DOCUMENT SEGMENT section start
Noah Karberg’s journey at Nantucket Memorial Airport is somewhat unconventional. With a background in Environmental Science and Forestry, Karberg’s career began in research, which brought him to Nantucket Memorial Airport a decade ago to handle the FBO’s data management and analytics projects. His interests and expertise in aviation grew and he soon became the assistant airport manager, moving up to airport manager in 2023.

“While my expertise is in environmentalism, I always had an affinity for aviation and was fortunate enough to have traveled internationally while I was young,” Karberg said. “It’s amazing to look back and see how a completely different line of work introduced me to a new industry, one that I have grown to love.”

An airport owned and operated FBO, Nantucket Memorial began operations in the 1930s when a farmer plowed over his fields to make way for a runway, hoping to allow more vacationers access to the island during the season. During WWII, the FBO was temporarily operated by the Navy who constructed bunkers that are still present on the property. Today, the FBO’s function is crucial to the day-to-day operations of the 105-square-mile island off the coast of Cape Cod.

“We call it ‘The Island Factor’ which means our unique geographical situation impacts everything we do here,” Karberg said. “Our island is a town and a county, and our staff members have many other career roles on the island in addition to what they do at Nantucket Memorial Airport.”

Karberg’s staff totals 35, with 22 working directly with the FBO—all of whom are locals who live on the Island year-round.

“We even get asked about the FBO while at the grocery store,” Karberg said. “We can have these casual, light conversations anywhere at any time because of our knowledgeable and friendly staff who are fully immersed into the development of our community.”

While the staff is critical to a well-run island, so is Phillips 66 Aviation, who continues to help the FBO run smoothly. In one instance, the FBO’s fuel farm was once missing parts during the Fourth of July season and the Phillips 66 team flew in the needed parts just in time for the holiday rush.

“We receive outstanding support from the Phillips 66 team, with discounts, training programs and other available services,” Karberg said. “Nantucket can feel like it is more than just 30 miles off the coast, and with an internationally known fuel provider like Phillips 66, we show our customers that we remain prominent and relevant.”
DOCUMENT SEGMENT section end
DATASET CONTENT section start
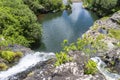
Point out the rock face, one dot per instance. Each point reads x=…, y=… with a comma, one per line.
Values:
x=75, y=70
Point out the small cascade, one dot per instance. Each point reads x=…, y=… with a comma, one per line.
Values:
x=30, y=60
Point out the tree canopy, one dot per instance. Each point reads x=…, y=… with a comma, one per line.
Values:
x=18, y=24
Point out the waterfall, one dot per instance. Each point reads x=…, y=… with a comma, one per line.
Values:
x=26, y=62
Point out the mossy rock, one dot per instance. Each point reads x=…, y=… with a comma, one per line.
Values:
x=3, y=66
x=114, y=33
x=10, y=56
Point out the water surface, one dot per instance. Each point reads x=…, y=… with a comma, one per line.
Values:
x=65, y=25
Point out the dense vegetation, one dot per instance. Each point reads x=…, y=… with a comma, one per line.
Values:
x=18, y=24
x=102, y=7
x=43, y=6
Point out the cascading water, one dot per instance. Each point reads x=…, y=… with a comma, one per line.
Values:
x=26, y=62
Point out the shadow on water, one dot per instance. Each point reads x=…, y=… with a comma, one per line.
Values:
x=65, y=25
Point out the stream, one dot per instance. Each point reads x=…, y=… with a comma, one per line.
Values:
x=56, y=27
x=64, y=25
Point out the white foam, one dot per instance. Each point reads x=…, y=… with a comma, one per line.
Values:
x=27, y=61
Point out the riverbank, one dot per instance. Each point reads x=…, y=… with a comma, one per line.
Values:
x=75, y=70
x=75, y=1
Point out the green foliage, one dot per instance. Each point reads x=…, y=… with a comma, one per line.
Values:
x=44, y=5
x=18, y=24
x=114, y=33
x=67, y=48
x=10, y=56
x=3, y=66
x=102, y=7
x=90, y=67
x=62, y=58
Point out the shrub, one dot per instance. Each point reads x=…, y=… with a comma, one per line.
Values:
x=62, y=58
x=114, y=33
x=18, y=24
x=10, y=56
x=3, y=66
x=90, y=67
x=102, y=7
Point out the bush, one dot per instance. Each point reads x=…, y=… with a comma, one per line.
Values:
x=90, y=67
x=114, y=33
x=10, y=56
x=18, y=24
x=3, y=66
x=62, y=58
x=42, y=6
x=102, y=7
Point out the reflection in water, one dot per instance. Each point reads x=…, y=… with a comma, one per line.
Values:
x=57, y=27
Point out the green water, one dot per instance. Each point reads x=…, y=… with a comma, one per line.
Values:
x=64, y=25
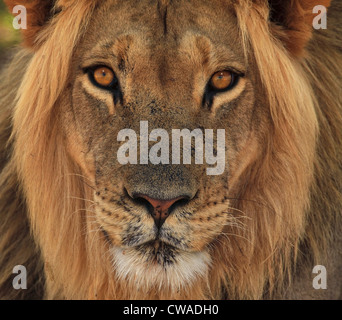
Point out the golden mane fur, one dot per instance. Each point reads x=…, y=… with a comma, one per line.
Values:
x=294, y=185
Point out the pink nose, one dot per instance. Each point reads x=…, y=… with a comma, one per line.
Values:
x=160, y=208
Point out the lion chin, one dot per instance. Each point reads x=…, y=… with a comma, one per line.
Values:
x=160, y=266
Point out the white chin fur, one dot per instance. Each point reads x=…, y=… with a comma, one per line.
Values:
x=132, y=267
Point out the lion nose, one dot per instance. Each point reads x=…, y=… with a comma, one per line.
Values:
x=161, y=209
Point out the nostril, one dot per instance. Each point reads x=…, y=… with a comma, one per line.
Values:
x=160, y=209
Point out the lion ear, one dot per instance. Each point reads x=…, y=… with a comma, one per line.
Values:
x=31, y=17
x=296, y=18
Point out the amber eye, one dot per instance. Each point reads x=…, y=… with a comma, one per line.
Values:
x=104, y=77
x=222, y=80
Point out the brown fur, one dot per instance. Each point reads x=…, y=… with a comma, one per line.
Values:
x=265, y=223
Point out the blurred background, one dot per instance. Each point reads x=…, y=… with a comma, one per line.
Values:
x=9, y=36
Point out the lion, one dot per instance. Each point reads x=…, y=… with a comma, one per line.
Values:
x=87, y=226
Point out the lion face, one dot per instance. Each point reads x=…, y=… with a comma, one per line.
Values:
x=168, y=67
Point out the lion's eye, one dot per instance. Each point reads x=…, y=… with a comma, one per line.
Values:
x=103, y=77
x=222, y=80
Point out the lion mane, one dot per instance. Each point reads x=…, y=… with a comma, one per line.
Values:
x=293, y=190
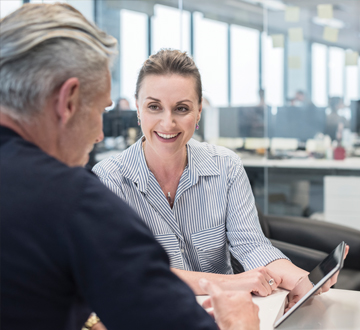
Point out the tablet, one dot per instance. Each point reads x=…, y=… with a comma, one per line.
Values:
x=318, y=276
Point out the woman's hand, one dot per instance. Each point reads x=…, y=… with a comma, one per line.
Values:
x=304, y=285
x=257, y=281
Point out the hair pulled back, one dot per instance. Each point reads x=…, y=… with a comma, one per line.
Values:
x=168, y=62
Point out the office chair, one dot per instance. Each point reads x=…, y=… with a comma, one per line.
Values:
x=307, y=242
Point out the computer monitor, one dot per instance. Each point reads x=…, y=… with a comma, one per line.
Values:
DATASET CONTENT section end
(WHAT TO WORK ON)
1 – Rewrite the Nantucket airport profile, starting with "An airport owned" and going on through "the Island year-round.", swapping "bunkers" for "shelters".
2 – Write the next part of the Nantucket airport profile, picking up after its final sentence.
The material has nothing to do with the text about Nantucket Memorial Airport.

(ANSWER SECTION)
1 –
An airport owned and operated FBO, Nantucket Memorial began operations in the 1930s when a farmer plowed over his fields to make way for a runway, hoping to allow more vacationers access to the island during the season. During WWII, the FBO was temporarily operated by the Navy who constructed shelters that are still present on the property. Today, the FBO’s function is crucial to the day-to-day operations of the 105-square-mile island off the coast of Cape Cod.

“We call it ‘The Island Factor’ which means our unique geographical situation impacts everything we do here,” Karberg said. “Our island is a town and a county, and our staff members have many other career roles on the island in addition to what they do at Nantucket Memorial Airport.”

Karberg’s staff totals 35, with 22 working directly with the FBO—all of whom are locals who live on the Island year-round.

2 –
Unsurprisingly, Nantucket Memorial’s largest customer base is leisure travelers, as the island’s immaculate landscape and glamourous atmosphere draws vacationers and tourists every year.

“We are both a scenic and historic destination, drawing thousands of leisure and high-end luxury travelers every year,” Karberg said. “That frequency has increased in recent years as the typically 3-month season has nearly doubled, as more families are looking to enjoy the island longer during the spring and fall.”

Nantucket Memorial also welcomes many tradespeople and medical professionals, easily transporting groups onto the island. In addition to construction and other trade projects, the FBO partners with UPS for its air carrier services.

With his background in environmental sciences, Karberg takes a special interest in sustainability, especially when it comes to how water and energy are used at the FBO.

“We are directly adjacent to the Atlantic, so we have seen the effects of sea level rise and understand the dire need for quality water,” Karberg said. “Recently we built 10,000 feet of a new water main to ensure we are keeping our water clean.”

Karberg and his team are also considering electric aircraft, as several groups travel to and from the island mainland for medical equipment.

“We currently are undergoing internal planning discussions surrounding infrastructure and how to support charging these aircrafts,” Karberg said.

From its large leisure travel customer base to its sustainability projects, location is what makes Nantucket Memorial Airport stand out amongst the rest. As part of an owned and operated island airport, community comes first for the FBO and how it can aid the area’s ongoing growth and development.